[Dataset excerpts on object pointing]

--- BEGIN ---

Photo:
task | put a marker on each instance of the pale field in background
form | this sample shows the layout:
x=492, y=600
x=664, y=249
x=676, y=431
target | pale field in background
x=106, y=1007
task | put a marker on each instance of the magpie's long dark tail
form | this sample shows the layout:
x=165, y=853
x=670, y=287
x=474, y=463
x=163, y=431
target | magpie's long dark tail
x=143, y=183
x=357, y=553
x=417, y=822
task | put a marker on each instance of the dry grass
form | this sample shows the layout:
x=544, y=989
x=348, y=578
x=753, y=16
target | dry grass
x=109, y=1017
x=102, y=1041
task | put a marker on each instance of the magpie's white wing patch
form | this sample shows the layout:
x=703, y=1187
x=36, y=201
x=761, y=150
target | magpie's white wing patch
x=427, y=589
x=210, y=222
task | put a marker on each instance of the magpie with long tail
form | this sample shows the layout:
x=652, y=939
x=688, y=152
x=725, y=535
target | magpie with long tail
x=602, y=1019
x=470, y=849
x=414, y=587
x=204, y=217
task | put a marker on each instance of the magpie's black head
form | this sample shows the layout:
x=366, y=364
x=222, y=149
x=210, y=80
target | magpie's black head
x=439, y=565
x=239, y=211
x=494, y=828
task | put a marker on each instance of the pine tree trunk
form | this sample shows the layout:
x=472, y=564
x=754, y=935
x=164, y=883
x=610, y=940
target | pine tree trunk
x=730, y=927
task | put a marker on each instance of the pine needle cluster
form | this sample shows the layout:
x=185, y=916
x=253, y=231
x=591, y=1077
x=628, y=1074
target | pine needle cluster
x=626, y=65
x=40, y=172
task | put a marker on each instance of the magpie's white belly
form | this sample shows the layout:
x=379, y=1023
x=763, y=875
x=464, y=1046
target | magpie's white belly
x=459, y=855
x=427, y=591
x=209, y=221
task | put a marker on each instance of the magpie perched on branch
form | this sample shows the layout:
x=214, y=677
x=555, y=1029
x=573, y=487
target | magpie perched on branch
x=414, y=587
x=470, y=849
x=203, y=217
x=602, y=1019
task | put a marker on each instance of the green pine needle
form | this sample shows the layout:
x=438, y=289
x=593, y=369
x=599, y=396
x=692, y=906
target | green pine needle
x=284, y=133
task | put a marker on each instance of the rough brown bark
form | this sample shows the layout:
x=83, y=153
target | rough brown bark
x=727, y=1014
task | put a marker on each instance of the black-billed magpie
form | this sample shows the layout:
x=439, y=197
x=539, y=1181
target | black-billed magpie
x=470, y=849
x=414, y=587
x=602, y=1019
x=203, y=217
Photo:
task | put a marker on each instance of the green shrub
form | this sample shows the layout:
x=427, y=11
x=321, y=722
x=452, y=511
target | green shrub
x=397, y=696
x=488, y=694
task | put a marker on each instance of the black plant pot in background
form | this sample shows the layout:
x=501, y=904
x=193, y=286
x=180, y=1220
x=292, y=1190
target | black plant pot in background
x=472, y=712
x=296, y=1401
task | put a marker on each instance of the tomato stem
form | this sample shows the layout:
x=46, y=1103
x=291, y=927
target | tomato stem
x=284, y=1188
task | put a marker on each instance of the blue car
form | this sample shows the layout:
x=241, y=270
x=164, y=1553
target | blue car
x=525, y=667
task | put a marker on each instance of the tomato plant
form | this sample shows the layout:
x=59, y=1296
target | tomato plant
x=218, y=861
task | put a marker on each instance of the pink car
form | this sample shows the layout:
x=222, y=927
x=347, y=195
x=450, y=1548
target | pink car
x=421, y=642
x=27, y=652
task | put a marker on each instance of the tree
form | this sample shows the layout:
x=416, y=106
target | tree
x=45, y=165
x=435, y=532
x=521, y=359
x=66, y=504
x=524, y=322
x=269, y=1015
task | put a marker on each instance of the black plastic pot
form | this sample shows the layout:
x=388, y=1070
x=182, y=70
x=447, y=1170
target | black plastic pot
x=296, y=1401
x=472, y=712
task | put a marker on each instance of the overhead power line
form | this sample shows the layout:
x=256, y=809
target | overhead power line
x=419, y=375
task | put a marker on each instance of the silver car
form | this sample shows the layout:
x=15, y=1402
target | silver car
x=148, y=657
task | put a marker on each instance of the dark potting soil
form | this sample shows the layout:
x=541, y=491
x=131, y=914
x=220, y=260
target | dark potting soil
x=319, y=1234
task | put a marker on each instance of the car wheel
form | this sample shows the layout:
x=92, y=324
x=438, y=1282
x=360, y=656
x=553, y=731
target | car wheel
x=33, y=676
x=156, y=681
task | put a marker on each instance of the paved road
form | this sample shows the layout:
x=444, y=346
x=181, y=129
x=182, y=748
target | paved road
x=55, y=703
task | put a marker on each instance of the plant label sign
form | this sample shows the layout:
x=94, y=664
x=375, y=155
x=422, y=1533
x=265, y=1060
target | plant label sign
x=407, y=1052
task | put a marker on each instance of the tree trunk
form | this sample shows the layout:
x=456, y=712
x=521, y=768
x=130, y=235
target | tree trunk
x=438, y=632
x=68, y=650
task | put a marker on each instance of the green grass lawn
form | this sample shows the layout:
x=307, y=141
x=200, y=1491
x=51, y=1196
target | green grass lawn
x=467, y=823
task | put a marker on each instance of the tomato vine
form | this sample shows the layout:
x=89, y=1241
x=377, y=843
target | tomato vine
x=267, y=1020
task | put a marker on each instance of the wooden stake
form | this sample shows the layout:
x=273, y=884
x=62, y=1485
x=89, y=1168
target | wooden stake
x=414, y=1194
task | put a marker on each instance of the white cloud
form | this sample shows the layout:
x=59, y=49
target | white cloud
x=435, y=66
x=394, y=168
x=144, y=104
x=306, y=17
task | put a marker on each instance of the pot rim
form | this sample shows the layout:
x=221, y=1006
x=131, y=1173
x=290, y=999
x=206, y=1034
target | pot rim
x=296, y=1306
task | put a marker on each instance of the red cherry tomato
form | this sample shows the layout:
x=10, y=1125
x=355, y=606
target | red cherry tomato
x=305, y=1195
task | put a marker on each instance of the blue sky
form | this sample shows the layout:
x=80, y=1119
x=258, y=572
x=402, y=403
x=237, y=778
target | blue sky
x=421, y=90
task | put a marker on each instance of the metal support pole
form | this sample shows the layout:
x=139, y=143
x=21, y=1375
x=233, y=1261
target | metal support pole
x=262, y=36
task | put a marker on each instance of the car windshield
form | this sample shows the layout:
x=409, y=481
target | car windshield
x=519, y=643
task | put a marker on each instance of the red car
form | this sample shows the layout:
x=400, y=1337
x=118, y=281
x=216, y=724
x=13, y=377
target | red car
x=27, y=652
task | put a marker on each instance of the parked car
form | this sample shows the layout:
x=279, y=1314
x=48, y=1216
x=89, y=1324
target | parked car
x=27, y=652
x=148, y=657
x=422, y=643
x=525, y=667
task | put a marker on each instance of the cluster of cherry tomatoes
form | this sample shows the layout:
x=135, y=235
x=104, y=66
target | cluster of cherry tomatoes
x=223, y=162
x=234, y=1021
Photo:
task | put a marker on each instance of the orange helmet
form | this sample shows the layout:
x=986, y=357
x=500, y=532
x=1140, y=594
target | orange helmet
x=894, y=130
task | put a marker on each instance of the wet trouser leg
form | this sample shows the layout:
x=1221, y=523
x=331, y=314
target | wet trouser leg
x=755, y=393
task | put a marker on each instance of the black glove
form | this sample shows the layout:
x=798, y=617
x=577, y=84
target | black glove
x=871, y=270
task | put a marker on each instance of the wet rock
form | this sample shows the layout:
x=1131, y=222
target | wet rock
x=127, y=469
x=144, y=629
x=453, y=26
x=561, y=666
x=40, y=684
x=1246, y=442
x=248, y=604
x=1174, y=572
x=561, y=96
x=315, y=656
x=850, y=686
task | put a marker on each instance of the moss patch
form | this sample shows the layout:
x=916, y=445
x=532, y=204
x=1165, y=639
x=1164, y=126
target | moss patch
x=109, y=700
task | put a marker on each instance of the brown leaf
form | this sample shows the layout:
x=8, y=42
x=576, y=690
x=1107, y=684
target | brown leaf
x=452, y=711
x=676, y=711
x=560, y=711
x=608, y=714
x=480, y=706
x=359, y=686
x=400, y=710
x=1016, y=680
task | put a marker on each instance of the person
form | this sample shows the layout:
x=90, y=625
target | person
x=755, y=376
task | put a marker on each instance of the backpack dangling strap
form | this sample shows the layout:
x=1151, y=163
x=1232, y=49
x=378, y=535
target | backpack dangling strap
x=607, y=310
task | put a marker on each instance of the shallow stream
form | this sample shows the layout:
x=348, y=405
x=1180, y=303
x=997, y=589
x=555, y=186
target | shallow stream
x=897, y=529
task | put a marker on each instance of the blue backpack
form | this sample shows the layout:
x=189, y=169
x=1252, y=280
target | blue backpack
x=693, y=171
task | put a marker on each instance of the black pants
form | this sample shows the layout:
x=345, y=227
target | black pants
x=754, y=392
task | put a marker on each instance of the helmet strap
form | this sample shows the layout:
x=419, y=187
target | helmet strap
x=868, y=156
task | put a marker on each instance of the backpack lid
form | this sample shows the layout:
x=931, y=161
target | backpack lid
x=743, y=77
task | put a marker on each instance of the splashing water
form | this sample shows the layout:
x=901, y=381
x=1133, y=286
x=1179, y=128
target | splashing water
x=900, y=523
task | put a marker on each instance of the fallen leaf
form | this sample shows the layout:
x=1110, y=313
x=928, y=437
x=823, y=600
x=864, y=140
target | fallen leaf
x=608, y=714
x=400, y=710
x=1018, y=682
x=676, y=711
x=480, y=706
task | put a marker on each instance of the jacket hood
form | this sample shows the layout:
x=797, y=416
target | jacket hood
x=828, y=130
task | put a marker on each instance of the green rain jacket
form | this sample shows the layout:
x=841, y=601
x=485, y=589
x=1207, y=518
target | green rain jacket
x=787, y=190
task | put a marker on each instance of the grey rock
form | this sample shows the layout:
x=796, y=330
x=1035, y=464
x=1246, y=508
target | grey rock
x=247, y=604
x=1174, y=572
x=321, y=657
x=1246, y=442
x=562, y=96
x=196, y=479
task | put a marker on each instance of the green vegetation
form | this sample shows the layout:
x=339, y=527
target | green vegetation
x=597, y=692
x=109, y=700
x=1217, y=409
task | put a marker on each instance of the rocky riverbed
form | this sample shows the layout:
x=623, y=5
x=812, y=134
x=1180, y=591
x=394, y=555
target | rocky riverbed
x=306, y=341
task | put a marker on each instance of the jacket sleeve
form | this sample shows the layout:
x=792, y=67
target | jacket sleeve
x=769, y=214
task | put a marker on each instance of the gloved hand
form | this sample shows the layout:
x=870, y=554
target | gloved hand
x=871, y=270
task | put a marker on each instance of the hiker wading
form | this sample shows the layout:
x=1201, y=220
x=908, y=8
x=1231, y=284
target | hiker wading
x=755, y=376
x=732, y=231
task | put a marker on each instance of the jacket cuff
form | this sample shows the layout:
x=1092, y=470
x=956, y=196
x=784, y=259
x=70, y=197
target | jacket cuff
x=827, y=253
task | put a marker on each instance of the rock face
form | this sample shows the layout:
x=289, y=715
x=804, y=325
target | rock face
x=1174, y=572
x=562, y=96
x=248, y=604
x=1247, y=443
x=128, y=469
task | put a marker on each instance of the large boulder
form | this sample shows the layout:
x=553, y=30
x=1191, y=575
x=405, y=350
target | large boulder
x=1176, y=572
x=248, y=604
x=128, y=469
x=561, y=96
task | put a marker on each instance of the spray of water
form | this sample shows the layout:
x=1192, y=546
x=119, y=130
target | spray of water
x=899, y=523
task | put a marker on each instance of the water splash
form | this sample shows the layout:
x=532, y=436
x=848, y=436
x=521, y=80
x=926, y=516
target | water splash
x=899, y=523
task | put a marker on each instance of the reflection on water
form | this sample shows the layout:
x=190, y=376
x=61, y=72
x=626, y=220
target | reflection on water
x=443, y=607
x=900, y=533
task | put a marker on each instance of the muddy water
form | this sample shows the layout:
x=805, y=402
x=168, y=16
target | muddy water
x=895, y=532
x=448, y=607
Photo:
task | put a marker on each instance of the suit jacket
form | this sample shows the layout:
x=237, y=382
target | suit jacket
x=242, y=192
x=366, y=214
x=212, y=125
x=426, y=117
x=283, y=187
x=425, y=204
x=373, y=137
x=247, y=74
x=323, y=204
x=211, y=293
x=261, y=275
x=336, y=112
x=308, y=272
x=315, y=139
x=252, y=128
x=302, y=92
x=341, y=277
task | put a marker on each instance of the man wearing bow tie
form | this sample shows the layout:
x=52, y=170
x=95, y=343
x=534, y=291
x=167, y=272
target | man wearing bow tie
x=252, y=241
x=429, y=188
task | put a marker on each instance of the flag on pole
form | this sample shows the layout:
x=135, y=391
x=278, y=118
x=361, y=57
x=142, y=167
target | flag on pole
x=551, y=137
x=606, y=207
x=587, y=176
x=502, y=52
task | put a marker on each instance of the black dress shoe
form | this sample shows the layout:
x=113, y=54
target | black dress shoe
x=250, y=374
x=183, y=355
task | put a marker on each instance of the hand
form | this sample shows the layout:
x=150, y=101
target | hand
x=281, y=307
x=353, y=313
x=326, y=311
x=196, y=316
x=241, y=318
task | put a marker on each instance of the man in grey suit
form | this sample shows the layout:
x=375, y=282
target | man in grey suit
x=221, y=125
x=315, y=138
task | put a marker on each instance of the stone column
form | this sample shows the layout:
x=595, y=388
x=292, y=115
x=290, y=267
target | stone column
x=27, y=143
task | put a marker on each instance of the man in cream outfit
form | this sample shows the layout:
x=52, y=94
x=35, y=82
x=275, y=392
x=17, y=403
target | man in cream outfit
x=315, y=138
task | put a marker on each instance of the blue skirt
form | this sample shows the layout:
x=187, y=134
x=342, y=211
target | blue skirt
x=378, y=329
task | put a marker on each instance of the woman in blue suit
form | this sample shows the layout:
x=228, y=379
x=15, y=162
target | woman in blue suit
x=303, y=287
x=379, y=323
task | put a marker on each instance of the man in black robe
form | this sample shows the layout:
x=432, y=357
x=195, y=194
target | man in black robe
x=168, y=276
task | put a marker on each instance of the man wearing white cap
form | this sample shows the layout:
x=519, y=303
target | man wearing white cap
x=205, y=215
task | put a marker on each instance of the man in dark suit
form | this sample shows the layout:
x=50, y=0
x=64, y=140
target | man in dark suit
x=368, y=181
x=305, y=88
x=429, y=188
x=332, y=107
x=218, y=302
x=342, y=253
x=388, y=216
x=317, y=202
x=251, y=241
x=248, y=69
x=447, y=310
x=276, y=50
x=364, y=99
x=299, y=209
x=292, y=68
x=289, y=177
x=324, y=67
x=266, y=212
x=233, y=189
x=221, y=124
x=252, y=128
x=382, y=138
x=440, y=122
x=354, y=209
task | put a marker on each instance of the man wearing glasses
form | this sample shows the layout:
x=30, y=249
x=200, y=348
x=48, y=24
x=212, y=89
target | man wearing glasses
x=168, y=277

--- END ---

--- REQUIRED TASK ---
Starting with the line that contains "the man in black robe" and going on through the end of the material, rewrite every line, requests included, multiplying each x and y coordinate of the answer points by 0.45 and rounding to whole numbers, with halves rounded up. Leave the requests and their layout samples unchanged.

--- FINAL RESULT ---
task | put a marker on each instance of the man in black robe
form | this sample shows the layout:
x=432, y=357
x=195, y=194
target | man in black robe
x=76, y=124
task | put a marker on each instance of the man wearing white cap
form | this sample shows the layout:
x=519, y=303
target | man wearing white cap
x=92, y=97
task | put a marker on each instance of the man in dark suit
form | this sample shows the layout:
x=50, y=0
x=64, y=140
target | man in dark suit
x=166, y=81
x=137, y=40
x=193, y=85
x=149, y=48
x=98, y=136
x=154, y=114
x=175, y=97
x=143, y=91
x=113, y=108
x=112, y=31
x=201, y=140
x=124, y=23
x=164, y=45
x=135, y=94
x=131, y=31
x=130, y=80
x=146, y=30
x=120, y=95
x=105, y=85
x=99, y=56
x=113, y=58
x=172, y=62
x=198, y=55
x=159, y=94
task | put a marker on each instance of the man wearing glasses
form | this sample shows the layout:
x=30, y=249
x=200, y=348
x=48, y=24
x=212, y=89
target | man wearing glasses
x=76, y=125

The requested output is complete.